**EXERCISE GOAL:** Return every record below exactly.

=== Section Start ===

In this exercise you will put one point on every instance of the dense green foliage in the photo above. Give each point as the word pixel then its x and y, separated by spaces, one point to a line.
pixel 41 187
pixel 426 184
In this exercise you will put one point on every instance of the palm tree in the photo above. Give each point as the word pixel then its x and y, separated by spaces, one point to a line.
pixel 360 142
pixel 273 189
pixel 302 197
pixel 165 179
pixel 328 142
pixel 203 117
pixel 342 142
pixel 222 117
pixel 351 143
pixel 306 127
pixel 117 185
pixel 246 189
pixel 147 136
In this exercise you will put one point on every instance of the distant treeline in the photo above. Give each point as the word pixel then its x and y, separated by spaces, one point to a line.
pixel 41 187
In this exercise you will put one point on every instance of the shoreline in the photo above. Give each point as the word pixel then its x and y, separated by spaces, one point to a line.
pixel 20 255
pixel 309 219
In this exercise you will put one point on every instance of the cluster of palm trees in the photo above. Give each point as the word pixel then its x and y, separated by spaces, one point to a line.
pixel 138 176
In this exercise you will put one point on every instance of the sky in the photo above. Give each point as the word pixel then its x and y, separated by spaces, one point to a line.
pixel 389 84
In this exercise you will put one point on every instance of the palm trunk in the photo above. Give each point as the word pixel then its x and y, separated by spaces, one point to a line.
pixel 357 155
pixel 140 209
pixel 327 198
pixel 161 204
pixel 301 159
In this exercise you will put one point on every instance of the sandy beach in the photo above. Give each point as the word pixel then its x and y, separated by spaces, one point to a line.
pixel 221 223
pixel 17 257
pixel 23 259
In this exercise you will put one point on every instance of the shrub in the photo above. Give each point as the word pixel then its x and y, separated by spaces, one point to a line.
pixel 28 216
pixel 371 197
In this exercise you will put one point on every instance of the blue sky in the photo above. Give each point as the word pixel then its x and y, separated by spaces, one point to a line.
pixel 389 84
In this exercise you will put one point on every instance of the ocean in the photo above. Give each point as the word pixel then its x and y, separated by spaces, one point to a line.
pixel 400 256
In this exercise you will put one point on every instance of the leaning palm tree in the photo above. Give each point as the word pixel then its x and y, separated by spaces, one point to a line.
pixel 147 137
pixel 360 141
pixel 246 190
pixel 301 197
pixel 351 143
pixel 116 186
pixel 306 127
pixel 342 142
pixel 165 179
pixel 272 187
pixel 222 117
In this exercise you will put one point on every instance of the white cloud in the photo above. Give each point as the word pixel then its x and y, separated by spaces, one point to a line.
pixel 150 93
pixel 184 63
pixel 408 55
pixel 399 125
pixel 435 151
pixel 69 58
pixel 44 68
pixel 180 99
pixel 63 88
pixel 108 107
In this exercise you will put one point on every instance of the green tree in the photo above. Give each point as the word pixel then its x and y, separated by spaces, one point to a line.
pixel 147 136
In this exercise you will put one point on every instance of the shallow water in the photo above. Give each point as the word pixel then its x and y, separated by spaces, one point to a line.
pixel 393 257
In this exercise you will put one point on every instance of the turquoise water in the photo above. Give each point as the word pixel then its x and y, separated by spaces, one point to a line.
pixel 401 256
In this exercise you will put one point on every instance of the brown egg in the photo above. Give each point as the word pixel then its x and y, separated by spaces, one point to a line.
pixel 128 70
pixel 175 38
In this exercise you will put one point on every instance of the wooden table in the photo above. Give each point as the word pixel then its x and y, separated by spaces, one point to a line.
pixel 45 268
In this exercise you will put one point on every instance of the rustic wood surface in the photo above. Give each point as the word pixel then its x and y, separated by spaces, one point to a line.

=== Section End ===

**RESPONSE:**
In this exercise you will put one point on every instance of the dense green foliage in the photo above. Give each point as the word pixel then its x and y, separated by spaces, one point to a line.
pixel 41 187
pixel 426 184
In this exercise you will put one point on every instance of the palm tree in the photo above. Give each point as the word pixel then its x and y, separated by spaces, one point to a line.
pixel 360 142
pixel 273 189
pixel 302 197
pixel 165 179
pixel 328 142
pixel 203 117
pixel 342 142
pixel 222 117
pixel 351 143
pixel 306 127
pixel 117 185
pixel 246 189
pixel 147 136
In this exercise you will put one point on every instance of the distant treeline in the photo above. Give each point as the word pixel then its x and y, separated by spaces, one point to a line.
pixel 41 187
In this exercise you will put one point on every instance of the shoreline in the photo above. Give each point as the word pixel then its x and y, separated by spaces, one point to a line.
pixel 20 255
pixel 309 219
In this exercise you will put one point on every instance of the cluster of palm trees in the photo above. Give each point as the word pixel then its x and y, separated by spaces, one point to a line.
pixel 138 176
In this exercise you will put one point on every instance of the sky in the photo above. Give each point as the word pixel then its x and y, separated by spaces, one point to a line.
pixel 389 84
In this exercise you will put one point on every instance of the palm trunk in the photo above. Give each point as the word pixel then its x and y, separated by spaces, one point to a line.
pixel 357 155
pixel 140 209
pixel 327 198
pixel 161 204
pixel 301 159
In this exercise you will put one point on every instance of the sandy beach in the photo above. Give each point as the word pixel then its x and y, separated by spaces, one point to a line.
pixel 221 223
pixel 17 257
pixel 23 259
In this exercise you will put one point on every instance of the shrub in the photo above. Give each point as the word pixel then its x and y, separated by spaces, one point to a line.
pixel 28 216
pixel 371 197
In this exercise you will put one point on every instance of the blue sky in the photo above. Give each point as the word pixel then its x and y, separated by spaces, one point to a line.
pixel 389 84
In this exercise you will put one point on every instance of the ocean in the photo above. Give each point as the word pixel then its x and y, separated by spaces, one point to a line.
pixel 400 256
In this exercise you will put one point on every instance of the leaning palm tree in the photo above. Give each point as the word pixel then its x and y, separated by spaces, one point to a line.
pixel 147 137
pixel 360 141
pixel 246 190
pixel 301 197
pixel 351 143
pixel 116 186
pixel 306 127
pixel 342 142
pixel 165 179
pixel 272 187
pixel 222 117
In this exercise you will put one point on every instance of the white cloud in the photo above. Give each point as the word pixel then its x and y, separated by spaces, one point to a line.
pixel 150 93
pixel 184 63
pixel 408 55
pixel 399 125
pixel 435 151
pixel 69 58
pixel 44 68
pixel 180 99
pixel 63 88
pixel 108 107
In this exercise you will put one point on every instance of the green tree in the photo above. Give each point as the word pixel then its x and y, separated by spaces, one point to a line.
pixel 147 136
In this exercise you will put one point on every instance of the shallow water in the photo above. Give each point as the word pixel then its x and y, separated by spaces, one point to a line.
pixel 393 257
In this exercise you will put one point on every instance of the turquoise water in the photo above. Give each point as the word pixel then its x and y, separated by spaces, one point to a line.
pixel 401 256
In this exercise you will put one point on every instance of the brown egg in the photo above. Give each point as the word pixel then its x and y, separated by spaces, one point to a line.
pixel 128 70
pixel 175 38
In this exercise you will put one point on every instance of the wooden table in the photo above. Give each point as the word pixel then its x and y, separated by spaces, one point to a line.
pixel 45 268
In this exercise you will put one point on every instance of the rustic wood surface in the photo above. Give each point as the word pixel then its x and y, separated by spaces, one point to a line.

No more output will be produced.